> Passage:
•••••

Biden is heading to Michigan this morning, where he’ll appear with the striking United Auto Workers and become the first president to walk a picket line — a day before “former president Donald Trump will arrive in the next county over, trying to tap into the same angst among industrial workers,” as our colleagues Matt Viser and Isaac Arnsdorf write.

We’ll be watching what Biden — who is known for going off script — says and does when he shows up on the picket line.

“White House officials on Monday did not specify what would occur during Biden’s visit, including whether he planned to address the crowd, hoist a sign or meet with auto company representatives,” Matt and Isaac write.

On the Hill

We’re watching how many more Democratic senators urge Sen. Robert Menendez (D-N.J.) to resign after he was indicted on Friday on bribery charges. Sens. Peter Welch (D-Vt.), Sherrod Brown (D-Ohio) and John Fetterman (D-Pa.) have done so already — and we expect every other Democrat to face a barrage of Menendez questions in the hallway as senators return to Washington today.

•••••

> Your instructions:
According to the passage, which Democratic senators had already urged Sen. Robert Menendez to resign? The entries that follow have no connection to the passage.

Free-text descriptions of objects
•••••

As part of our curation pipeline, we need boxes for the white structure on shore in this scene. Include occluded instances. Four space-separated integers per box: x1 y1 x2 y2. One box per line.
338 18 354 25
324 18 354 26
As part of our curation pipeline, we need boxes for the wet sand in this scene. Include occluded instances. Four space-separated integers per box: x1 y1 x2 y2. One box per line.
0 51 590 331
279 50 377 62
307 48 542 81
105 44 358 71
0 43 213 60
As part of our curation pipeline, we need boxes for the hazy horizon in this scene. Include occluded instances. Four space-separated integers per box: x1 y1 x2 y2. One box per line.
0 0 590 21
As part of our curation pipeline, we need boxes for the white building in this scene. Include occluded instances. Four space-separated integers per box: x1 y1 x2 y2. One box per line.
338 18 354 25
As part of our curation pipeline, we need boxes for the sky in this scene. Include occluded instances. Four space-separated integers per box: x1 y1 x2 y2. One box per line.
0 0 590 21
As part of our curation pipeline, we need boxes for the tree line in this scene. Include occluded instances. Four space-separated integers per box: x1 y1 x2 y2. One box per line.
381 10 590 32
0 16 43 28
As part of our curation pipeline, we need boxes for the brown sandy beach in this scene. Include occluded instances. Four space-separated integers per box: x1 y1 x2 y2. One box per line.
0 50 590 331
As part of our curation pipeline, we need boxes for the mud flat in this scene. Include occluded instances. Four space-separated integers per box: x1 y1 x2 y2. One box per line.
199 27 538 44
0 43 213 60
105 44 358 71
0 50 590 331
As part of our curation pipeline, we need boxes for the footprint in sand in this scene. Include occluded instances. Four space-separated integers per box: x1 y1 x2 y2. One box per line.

•••••

> Solution:
Sens. Peter Welch (D-Vt.), Sherrod Brown (D-Ohio) and John Fetterman (D-Pa.).